** begin Article **
The Middle East Channel
Iran’s pragmatic turn
Iran is once again in the midst of a fierce internal battle to come out of its latest ideological shell. The showdown in Syria will demonstrate how pragmatic the Islamic Republic will become. It will also set the stage for the upcoming nuclear negotiations. It was not that long ago that various Iranian figures ...
Iran is once again in the midst of a fierce internal battle to come out of its latest ideological shell. The showdown in Syria will demonstrate how pragmatic the Islamic Republic will become. It will also set the stage for the upcoming nuclear negotiations.
It was not that long ago that various Iranian figures claimed that fighting in Damascus would prevent fighting in Tehran. Now you hear these statements mostly from Syrian officials without any nod from their Iranian counterparts. Last February, a conservative cleric called Syria "Iran’s 35th province" and claimed that losing the secular, Alawite-ruled country would be strategically more devastating than losing the oil-rich province of Khuzestan. Grim internal and regional realities, however, have undermined these hardline views.
Syria has been Iran’s main, or rather only, ally since the 1979 Revolution. Syria’s ruling Baath party stood by Iran during the eight-year war against fellow-Baath leader Iraqi President Saddam Hussein, who dreamed of swallowing Khuzestan and its sea of black gold. Unlike Turkey, which modernized its economy by maintaining good relations with both Iran and Iraq throughout the 1980s, Syria closed Iraq’s pipeline to the Mediterranean Sea. In return, Iran pumped free and cheap oil to Syria and sent thousands of pilgrims to Damascus every day.
Syria has been Iran’s crucial link to Hezbollah — a much-feared proxy that brought significant regional power to Iran. Hezbollah’s "victory" against Israel in 2006 was claimed as Iran’s victory and celebrated across the country. Without the Assad regime, the Islamic Republic may find itself in a neighborhood that it can no longer recognize, suddenly bereft of a tool, glasses, and even a compass that it has had since birth.
** end Article **
Short exercise 1:
Can you sum up the article on Iran and Syria in two sentences?
** begin Data provided **
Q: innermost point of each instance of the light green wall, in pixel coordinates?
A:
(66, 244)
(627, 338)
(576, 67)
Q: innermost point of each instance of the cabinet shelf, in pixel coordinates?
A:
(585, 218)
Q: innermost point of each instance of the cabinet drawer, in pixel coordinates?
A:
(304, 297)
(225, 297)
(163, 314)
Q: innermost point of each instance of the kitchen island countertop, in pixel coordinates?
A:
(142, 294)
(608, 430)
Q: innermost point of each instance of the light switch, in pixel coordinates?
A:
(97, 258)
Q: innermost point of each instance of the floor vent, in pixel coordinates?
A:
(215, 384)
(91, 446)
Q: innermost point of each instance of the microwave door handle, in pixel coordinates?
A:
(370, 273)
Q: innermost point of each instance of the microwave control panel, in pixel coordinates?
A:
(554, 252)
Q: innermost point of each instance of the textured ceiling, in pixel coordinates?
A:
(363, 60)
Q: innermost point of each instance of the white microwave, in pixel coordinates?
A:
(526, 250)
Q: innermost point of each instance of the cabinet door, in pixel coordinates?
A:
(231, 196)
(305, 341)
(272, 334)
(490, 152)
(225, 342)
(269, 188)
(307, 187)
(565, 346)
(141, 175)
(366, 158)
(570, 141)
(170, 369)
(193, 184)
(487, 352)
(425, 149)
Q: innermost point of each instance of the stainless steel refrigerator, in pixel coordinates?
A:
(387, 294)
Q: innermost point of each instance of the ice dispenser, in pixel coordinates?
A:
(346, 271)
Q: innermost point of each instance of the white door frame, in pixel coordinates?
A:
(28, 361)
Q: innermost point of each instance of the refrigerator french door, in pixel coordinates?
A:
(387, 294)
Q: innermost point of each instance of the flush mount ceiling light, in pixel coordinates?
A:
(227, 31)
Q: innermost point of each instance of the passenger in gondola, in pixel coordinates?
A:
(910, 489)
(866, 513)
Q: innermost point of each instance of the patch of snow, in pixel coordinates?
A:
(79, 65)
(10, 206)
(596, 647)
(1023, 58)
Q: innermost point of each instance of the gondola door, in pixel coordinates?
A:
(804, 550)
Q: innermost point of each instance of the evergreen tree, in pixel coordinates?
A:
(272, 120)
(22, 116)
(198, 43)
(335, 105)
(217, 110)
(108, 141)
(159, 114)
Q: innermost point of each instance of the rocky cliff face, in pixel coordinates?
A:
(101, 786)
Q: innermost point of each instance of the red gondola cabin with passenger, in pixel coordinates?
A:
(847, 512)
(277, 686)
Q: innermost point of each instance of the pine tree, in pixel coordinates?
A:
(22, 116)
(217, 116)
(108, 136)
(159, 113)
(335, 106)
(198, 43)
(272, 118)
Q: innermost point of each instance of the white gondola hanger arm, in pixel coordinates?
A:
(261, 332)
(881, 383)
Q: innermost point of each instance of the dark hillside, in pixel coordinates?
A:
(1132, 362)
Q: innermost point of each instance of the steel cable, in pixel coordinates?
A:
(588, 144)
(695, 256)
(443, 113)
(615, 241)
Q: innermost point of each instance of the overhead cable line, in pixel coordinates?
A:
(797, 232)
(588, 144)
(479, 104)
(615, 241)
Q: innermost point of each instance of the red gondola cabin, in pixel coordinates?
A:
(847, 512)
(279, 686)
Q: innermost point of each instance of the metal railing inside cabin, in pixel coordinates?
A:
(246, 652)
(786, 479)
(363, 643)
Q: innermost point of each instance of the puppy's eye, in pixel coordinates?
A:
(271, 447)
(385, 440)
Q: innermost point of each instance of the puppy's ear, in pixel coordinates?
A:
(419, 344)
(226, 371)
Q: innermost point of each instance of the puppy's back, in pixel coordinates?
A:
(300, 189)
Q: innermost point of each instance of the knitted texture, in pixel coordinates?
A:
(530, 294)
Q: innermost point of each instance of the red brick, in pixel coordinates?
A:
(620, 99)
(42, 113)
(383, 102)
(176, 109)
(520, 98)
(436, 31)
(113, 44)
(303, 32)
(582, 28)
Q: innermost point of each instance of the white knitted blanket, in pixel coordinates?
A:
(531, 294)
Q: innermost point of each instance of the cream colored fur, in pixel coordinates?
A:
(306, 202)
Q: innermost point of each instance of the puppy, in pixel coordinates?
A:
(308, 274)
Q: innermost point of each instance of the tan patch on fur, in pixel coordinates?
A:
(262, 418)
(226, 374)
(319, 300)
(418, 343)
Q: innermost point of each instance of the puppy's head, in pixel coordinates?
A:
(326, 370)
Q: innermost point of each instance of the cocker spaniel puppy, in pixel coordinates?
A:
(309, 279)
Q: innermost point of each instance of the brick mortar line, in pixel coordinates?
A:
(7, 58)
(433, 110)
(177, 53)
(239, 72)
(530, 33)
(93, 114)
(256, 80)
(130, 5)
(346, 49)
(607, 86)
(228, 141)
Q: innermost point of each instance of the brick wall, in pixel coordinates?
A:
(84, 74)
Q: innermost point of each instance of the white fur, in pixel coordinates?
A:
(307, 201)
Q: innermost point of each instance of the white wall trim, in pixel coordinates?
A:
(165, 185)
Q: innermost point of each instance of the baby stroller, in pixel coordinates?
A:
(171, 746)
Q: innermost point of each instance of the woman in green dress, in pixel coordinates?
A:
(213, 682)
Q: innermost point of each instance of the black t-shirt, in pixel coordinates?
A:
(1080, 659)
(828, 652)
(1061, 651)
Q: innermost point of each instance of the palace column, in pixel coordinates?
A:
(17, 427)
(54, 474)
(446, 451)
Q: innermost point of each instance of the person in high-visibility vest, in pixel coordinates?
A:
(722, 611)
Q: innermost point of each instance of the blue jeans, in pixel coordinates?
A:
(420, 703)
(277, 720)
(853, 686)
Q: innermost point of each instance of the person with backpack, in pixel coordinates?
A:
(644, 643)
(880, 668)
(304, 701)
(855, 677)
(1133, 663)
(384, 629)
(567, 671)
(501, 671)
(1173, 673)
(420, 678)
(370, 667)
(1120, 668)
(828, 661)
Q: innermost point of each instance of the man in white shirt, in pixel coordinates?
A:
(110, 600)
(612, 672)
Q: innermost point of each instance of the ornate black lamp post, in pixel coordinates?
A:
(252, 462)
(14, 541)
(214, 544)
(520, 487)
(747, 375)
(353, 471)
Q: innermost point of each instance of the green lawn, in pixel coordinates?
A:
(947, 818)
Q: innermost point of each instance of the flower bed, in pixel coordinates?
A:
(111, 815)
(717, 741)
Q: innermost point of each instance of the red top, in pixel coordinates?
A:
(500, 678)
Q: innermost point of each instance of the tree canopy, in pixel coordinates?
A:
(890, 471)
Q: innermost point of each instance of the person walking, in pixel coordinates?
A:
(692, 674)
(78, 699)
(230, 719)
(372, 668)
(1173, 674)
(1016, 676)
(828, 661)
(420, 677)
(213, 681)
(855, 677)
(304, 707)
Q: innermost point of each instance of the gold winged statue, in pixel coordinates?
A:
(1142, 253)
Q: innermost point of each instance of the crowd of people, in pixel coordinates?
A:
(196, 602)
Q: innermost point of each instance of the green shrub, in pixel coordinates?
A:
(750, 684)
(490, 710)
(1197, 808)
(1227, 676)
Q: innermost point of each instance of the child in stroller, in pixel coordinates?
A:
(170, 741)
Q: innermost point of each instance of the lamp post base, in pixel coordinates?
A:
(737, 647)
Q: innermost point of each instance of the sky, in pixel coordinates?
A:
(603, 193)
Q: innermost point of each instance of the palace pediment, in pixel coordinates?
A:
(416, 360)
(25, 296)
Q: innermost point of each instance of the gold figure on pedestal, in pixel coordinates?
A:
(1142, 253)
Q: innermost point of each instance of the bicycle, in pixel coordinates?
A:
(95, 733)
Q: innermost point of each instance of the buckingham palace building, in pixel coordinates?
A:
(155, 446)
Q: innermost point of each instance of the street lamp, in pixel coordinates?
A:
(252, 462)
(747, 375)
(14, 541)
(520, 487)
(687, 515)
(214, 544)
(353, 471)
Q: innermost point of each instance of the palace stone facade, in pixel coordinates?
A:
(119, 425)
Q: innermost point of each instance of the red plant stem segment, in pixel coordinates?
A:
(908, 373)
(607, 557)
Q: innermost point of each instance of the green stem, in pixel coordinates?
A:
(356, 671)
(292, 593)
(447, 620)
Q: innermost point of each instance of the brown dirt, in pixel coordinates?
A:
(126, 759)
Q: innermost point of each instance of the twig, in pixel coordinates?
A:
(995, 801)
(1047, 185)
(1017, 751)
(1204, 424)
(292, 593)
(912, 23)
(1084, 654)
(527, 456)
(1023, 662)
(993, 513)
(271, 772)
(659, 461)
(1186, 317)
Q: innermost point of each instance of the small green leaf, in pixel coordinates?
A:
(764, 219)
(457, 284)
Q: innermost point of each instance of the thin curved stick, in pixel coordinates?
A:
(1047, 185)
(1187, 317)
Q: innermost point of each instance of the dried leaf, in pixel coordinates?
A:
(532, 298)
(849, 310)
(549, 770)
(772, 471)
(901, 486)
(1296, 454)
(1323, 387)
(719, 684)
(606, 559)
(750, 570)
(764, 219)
** end Data provided **
Short exercise 2:
Would you rewrite everything in the records from the line containing "Q: innermost point of each instance of the brown" down to the end of the records as a numbered list, leaving out any blank lines?

Task solution 1:
Iran is in a fierce internal battle to come out of its latest ideological shell, and the showdown in Syria will show how pragmatic the Islamic Republic becomes while setting the stage for the upcoming nuclear negotiations. Syria has been Iran's main ally since the 1979 Revolution and its crucial link to Hezbollah, so without the Assad regime Iran may find itself in a neighborhood it can no longer recognize.

Task solution 2:
1. Q: innermost point of each instance of the brown dirt, in pixel coordinates?
2. A:
3. (126, 759)
4. Q: innermost point of each instance of the twig, in pixel coordinates?
5. A:
6. (995, 801)
7. (1047, 185)
8. (1017, 751)
9. (1204, 424)
10. (292, 593)
11. (912, 23)
12. (1084, 654)
13. (527, 456)
14. (1023, 662)
15. (993, 513)
16. (271, 772)
17. (659, 461)
18. (1186, 317)
19. Q: innermost point of each instance of the small green leaf, in pixel coordinates?
20. A:
21. (764, 219)
22. (457, 284)
23. Q: innermost point of each instance of the thin curved stick, in pixel coordinates?
24. A:
25. (1047, 185)
26. (1187, 317)
27. Q: innermost point of each instance of the dried leaf, in pixel coordinates?
28. A:
29. (532, 298)
30. (849, 310)
31. (549, 770)
32. (772, 471)
33. (901, 486)
34. (1296, 454)
35. (1323, 387)
36. (719, 684)
37. (606, 559)
38. (750, 570)
39. (764, 219)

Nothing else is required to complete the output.